■ STATED TASK
Copy out all of the data below line for line, without changing a single character.

■ AVAILABLE DATA
>>

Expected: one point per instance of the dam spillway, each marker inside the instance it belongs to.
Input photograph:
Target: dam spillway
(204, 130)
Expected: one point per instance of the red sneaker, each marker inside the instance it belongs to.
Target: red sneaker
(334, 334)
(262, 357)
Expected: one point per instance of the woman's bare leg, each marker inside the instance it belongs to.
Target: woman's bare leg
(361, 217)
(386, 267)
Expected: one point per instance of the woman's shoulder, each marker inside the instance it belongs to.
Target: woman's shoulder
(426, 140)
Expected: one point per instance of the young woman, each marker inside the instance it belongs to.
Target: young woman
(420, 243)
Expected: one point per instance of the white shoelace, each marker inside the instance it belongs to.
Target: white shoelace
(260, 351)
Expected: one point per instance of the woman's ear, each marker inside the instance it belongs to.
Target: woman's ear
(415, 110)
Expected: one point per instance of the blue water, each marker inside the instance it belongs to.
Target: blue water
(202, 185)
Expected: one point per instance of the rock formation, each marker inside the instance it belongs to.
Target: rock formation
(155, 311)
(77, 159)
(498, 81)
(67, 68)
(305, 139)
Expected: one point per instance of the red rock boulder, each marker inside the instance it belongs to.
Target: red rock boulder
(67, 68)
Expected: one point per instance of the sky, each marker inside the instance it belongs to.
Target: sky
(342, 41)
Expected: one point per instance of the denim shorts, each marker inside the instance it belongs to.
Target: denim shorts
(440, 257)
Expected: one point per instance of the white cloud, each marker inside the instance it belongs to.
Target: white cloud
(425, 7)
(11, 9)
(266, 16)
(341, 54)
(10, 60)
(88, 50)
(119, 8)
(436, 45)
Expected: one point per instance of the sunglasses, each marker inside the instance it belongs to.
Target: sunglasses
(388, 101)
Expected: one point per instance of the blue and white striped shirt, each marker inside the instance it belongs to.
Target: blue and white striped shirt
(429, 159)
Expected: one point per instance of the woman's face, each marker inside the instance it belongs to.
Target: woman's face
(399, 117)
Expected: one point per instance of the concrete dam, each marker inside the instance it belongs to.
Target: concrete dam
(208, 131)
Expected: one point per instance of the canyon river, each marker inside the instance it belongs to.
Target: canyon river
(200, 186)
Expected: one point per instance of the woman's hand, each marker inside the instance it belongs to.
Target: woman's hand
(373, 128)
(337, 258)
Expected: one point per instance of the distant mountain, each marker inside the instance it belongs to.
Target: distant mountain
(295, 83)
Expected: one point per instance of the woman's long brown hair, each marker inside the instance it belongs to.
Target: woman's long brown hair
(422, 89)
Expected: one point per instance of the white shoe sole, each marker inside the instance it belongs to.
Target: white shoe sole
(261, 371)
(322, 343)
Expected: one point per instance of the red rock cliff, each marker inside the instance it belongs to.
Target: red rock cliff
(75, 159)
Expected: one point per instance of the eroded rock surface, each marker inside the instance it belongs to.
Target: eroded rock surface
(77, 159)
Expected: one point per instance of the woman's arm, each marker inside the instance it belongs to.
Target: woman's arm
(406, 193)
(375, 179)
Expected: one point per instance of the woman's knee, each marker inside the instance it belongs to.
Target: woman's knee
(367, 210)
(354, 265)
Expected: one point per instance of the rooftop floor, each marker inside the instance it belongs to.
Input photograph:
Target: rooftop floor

<<

■ TASK ANSWER
Expected: one point per instance of the dam spillway, each marker inside the instance it belongs to.
Input photograph:
Target: dam spillway
(204, 130)
Expected: one point per instance of the red sneaker, each marker inside the instance it belongs to.
Target: red sneaker
(334, 334)
(262, 357)
Expected: one point per instance of the woman's bare leg, each marker inside the instance it belongs to.
Target: woman's bare leg
(361, 217)
(386, 267)
Expected: one point per instance of the woman's shoulder, each marker inside the instance it belongs to.
Target: woman's shoulder
(426, 140)
Expected: one point per instance of the young woman, each marker inside the instance it belongs to.
Target: young woman
(420, 243)
Expected: one point per instance of the white shoelace, each marker inside the instance it belongs to.
Target: white shoelace
(260, 351)
Expected: one point per instance of the woman's ear, each marker inside the instance it belongs to.
Target: woman's ear
(415, 110)
Expected: one point per instance of the blue water, each marker inside the instance it belongs to.
Target: blue water
(202, 185)
Expected: one point per instance of the rock formation, each marker inside the instance it belongs to.
Target: rock formation
(155, 311)
(77, 159)
(498, 81)
(67, 68)
(305, 139)
Expected: one point per instance of the red rock boulder, each marker inside the instance it belongs to.
Target: red rock boulder
(67, 68)
Expected: one point per instance of the sky, each marker inside the instance it belongs to.
Target: sky
(342, 41)
Expected: one point per instance of the denim shorts, each marker inside the instance it belongs to.
Target: denim shorts
(440, 257)
Expected: one point per instance of the white cloud, each marker inside the instance it belongs to.
Target: white cloud
(425, 7)
(11, 9)
(266, 16)
(341, 54)
(10, 60)
(88, 50)
(119, 8)
(436, 45)
Expected: one point per instance of the sunglasses, each marker inside the instance it belongs to.
Target: sunglasses
(388, 101)
Expected: one point per instance of the blue and white striped shirt, each marker inside the instance it belongs to.
Target: blue and white striped shirt
(429, 159)
Expected: one point per instance of the woman's face, each marker inside the instance it belongs to.
Target: woman's face
(399, 117)
Expected: one point per instance of the concrete dam, each marker inside the instance it belongs to.
Target: concrete dam
(208, 131)
Expected: one point per instance of the canyon river, each marker inside the instance it belongs to.
Target: canyon river
(200, 186)
Expected: one point per instance of the woman's hand, each marker inside the instance it belongs to.
Target: woman's hand
(373, 128)
(337, 258)
Expected: one point per instance of the distant mountain, each marker inside the instance it belongs to.
Target: distant mountain
(295, 83)
Expected: one point per instance of the woman's long brown hair, each marker inside the instance it belongs to.
Target: woman's long brown hair
(422, 89)
Expected: one point per instance of the white shoe sole, each marker inside the instance it belongs to.
Target: white shoe sole
(261, 371)
(322, 343)
Expected: one point per instance of the red rock cliff, each marker inside the instance it belongs to.
Target: red rock cliff
(75, 159)
Expected: one point per instance of the eroded rock surface, each marker inside the instance it belongs to.
Target: eroded rock surface
(77, 159)
Expected: one point per instance of the woman's arm, each marker inside the instance it belongs to.
Target: woman's arm
(406, 193)
(375, 179)
Expected: one point per instance of the woman's knee, each marker inside the instance it belongs to.
Target: woman's knee
(367, 210)
(354, 265)
Expected: one point per instance of the rooftop floor, each marker inside the instance it belongs to.
Input photograph:
Target: rooftop floor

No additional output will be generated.